> [EXERCISE DETAILS] Put the lines below, from the line with "Target: green paint streak" to the line with "x=953 y=476" (both included), into a Markdown table with the columns Nr and Line. Number each line and leave out any blank ones.

> [MATERIAL PROVIDED]
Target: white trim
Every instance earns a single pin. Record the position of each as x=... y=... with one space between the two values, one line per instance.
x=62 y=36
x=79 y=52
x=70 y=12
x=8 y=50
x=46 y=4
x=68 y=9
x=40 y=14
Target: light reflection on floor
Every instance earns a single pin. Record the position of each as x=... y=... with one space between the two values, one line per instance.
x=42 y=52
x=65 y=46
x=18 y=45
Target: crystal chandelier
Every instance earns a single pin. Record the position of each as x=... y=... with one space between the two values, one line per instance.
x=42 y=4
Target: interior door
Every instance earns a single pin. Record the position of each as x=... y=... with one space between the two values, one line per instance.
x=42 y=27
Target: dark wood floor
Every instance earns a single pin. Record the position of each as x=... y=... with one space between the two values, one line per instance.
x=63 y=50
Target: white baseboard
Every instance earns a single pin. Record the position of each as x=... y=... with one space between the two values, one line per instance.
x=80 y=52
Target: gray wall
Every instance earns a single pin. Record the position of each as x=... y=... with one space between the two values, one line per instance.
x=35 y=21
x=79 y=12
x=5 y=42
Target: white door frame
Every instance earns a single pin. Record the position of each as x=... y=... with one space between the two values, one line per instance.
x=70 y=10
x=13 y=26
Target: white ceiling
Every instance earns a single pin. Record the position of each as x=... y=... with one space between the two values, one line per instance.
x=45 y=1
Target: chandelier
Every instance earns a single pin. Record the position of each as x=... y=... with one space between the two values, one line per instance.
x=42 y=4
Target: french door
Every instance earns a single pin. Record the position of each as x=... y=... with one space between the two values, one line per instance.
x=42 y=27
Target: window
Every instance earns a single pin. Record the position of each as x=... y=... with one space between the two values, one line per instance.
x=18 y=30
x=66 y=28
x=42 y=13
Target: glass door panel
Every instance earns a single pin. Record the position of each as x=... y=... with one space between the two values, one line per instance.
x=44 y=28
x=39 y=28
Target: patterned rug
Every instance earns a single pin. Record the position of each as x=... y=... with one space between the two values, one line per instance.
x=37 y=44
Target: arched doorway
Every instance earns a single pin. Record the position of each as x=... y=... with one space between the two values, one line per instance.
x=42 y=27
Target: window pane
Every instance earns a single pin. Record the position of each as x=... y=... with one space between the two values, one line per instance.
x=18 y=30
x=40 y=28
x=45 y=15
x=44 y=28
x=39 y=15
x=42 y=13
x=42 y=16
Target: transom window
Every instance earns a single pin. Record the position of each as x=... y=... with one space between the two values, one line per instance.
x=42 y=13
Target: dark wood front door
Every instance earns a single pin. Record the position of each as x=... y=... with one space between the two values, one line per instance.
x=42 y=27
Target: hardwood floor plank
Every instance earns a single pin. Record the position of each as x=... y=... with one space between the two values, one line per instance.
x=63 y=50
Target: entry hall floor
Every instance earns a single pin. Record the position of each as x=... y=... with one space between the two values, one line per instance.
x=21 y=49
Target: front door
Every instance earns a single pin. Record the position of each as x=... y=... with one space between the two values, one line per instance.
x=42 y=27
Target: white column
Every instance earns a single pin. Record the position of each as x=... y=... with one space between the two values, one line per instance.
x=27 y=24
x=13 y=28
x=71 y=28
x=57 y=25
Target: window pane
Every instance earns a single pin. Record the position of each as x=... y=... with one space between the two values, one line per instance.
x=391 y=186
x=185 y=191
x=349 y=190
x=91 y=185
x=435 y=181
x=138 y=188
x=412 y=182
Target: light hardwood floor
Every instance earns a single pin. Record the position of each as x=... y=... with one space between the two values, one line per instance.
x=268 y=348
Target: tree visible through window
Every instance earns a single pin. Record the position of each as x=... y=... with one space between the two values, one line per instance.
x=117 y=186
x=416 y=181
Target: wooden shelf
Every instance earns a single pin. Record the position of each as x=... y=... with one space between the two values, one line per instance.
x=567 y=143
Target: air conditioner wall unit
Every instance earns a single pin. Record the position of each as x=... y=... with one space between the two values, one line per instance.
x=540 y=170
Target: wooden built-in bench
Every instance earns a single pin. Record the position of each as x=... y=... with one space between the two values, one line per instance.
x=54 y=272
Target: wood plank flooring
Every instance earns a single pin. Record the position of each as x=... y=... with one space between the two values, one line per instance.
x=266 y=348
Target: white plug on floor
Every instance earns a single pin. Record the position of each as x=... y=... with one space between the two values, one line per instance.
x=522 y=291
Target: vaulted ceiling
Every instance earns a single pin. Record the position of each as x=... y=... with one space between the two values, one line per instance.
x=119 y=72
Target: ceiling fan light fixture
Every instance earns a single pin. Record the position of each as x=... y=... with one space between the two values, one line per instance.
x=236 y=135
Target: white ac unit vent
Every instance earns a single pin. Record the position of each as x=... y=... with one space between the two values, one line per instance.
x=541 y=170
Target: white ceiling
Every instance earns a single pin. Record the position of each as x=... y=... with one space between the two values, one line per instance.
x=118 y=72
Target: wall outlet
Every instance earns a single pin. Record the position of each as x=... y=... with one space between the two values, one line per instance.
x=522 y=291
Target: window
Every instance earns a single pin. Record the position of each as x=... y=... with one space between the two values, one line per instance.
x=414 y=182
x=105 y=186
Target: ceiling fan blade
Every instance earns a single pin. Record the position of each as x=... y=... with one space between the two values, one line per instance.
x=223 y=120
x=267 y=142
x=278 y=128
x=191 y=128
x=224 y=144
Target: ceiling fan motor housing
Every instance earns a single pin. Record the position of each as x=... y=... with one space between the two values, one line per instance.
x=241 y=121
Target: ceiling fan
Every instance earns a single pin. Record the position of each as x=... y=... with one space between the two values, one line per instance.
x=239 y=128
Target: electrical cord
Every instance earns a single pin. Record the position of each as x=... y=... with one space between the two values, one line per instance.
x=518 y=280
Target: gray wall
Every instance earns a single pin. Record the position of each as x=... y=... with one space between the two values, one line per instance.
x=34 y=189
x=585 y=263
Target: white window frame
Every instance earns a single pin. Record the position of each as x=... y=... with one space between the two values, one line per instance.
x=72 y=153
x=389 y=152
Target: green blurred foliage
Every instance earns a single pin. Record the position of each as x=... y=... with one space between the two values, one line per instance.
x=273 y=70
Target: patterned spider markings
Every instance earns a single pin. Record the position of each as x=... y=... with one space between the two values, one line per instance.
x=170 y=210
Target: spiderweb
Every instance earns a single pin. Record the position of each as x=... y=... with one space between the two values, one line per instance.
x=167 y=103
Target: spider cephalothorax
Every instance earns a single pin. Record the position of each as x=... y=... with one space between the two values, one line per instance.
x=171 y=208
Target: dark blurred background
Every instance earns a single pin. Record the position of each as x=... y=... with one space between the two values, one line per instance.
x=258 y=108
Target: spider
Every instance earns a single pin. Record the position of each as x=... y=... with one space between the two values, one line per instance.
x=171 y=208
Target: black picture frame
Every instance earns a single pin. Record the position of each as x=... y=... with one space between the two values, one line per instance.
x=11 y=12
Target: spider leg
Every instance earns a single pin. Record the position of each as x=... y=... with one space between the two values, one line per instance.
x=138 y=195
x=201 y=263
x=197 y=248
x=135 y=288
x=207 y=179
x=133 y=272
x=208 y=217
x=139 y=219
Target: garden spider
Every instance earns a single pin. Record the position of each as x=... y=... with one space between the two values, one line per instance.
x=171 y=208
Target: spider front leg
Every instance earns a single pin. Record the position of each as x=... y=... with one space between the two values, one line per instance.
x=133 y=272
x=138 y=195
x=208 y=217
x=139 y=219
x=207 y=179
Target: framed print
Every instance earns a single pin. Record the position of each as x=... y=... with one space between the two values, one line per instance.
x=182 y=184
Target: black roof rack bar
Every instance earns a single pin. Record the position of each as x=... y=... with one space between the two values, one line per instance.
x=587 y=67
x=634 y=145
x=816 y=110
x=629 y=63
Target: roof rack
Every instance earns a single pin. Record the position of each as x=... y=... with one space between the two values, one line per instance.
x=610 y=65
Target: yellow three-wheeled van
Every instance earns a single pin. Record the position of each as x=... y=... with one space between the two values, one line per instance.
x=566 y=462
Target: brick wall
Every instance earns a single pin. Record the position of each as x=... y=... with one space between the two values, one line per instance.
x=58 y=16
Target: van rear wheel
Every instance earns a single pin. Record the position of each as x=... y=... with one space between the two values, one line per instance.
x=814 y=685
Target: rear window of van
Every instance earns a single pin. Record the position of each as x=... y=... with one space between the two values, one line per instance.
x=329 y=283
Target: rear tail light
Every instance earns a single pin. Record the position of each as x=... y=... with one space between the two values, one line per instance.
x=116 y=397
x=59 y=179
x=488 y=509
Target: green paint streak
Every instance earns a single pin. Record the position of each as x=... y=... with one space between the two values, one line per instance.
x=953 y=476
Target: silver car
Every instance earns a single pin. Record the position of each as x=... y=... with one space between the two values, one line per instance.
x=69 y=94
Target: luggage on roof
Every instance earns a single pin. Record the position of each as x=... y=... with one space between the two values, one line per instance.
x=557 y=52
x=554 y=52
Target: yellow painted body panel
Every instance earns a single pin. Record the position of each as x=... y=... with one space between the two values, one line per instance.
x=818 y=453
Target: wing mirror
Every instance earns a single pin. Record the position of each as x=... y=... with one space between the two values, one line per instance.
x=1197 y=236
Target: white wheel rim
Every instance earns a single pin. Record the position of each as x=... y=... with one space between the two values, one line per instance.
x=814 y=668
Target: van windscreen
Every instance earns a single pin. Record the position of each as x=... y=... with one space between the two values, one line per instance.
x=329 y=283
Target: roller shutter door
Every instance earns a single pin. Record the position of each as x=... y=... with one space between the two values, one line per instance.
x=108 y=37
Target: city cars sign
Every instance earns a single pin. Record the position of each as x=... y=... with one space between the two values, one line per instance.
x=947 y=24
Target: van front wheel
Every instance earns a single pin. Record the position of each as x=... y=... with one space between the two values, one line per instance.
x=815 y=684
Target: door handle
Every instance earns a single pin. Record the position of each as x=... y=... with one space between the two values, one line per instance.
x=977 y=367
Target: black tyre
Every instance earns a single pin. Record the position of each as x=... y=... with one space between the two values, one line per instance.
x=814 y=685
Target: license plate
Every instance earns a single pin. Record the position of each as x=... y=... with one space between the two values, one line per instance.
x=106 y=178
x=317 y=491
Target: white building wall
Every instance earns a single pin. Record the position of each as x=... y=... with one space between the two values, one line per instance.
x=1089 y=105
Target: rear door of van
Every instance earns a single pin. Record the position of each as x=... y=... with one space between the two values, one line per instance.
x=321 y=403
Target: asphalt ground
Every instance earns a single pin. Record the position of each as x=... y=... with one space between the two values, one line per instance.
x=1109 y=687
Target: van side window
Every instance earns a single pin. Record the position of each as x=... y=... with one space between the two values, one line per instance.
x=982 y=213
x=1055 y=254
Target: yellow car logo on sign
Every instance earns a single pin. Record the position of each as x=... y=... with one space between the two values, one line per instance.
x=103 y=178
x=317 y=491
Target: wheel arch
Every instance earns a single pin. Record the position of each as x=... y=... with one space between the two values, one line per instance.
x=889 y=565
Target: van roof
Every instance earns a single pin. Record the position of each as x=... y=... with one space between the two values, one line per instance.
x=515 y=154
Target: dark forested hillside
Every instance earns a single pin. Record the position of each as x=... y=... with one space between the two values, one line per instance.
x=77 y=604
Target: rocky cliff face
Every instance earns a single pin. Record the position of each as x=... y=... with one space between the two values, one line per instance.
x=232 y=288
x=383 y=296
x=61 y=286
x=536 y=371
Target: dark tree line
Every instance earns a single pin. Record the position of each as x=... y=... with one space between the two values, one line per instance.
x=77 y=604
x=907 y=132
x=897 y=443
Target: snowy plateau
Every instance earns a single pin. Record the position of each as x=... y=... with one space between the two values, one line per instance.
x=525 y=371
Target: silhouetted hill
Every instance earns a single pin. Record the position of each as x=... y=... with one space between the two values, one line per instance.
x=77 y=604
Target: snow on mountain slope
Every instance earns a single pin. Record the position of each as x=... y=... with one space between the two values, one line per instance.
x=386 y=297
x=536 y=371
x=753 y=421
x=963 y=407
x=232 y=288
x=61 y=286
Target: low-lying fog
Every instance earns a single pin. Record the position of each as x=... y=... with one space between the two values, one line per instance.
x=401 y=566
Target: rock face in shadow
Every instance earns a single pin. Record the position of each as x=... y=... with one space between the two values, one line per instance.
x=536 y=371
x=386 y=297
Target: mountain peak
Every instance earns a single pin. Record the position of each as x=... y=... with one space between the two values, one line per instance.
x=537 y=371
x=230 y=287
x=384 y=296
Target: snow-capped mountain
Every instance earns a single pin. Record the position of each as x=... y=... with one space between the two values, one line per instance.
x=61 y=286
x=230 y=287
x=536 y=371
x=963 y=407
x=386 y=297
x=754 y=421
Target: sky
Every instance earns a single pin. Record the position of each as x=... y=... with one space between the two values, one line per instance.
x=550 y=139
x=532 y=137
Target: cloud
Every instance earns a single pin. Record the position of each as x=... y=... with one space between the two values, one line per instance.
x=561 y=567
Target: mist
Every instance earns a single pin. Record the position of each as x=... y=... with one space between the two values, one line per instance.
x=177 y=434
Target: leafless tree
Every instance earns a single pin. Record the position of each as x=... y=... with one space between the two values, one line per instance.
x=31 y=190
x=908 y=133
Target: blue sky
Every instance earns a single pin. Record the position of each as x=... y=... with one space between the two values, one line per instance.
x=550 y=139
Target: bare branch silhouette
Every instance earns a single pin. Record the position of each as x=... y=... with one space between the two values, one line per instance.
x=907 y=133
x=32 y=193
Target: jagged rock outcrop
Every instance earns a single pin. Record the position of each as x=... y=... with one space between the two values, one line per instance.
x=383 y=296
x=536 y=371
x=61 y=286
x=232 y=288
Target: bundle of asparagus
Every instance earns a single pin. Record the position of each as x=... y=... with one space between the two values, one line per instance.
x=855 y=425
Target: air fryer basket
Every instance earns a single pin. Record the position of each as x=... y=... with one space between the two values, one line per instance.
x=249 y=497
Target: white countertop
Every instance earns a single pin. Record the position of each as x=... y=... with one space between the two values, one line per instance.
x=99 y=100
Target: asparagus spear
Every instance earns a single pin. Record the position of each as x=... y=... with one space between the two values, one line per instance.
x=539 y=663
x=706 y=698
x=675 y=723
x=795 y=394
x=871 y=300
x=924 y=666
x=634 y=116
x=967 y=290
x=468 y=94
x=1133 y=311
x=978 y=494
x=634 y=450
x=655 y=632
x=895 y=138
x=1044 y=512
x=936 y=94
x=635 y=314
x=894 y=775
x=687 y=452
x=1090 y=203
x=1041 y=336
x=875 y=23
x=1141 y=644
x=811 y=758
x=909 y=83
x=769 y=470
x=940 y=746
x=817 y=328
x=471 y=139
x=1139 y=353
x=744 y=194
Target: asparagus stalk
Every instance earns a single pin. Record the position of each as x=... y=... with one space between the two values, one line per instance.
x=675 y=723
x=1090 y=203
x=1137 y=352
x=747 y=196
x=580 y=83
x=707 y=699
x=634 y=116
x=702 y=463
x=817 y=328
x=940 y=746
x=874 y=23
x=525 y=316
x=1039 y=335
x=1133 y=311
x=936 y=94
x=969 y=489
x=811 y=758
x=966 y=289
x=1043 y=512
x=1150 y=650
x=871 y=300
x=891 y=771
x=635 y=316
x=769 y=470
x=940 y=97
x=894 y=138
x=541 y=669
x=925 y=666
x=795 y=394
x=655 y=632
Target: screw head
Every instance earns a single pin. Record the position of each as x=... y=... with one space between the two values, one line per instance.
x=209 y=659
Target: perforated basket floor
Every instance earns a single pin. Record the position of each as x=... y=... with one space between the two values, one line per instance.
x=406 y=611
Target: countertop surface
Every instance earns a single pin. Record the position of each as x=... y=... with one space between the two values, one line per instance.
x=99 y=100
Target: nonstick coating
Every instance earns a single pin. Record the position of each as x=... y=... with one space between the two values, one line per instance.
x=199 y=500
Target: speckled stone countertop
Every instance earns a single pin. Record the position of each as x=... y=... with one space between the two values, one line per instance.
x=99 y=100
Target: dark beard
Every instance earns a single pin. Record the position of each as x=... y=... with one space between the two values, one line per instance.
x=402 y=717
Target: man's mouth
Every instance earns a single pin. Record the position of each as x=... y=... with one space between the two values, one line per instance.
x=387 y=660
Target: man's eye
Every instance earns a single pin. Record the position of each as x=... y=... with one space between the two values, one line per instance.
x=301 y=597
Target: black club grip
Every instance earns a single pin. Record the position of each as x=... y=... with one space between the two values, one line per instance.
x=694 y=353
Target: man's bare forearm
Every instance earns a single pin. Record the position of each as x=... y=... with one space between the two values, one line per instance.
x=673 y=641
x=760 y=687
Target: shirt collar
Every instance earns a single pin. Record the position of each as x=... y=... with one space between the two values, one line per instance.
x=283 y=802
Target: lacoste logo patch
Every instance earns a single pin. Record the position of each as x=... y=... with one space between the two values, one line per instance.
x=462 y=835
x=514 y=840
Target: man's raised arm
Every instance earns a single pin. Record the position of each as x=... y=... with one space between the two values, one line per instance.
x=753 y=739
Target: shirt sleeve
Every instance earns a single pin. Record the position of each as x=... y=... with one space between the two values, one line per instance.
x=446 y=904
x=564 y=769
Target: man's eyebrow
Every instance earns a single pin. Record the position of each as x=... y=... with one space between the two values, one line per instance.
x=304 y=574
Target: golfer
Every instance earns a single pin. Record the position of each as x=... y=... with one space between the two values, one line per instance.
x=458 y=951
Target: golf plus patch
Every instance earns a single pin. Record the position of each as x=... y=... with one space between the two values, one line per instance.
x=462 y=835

> [WRITTEN REPLY]
| Nr | Line |
|---|---|
| 1 | Target: green paint streak |
| 2 | Every instance earns a single pin. Record the position of each as x=... y=... with one space between the two values, one line per instance. |
| 3 | x=953 y=476 |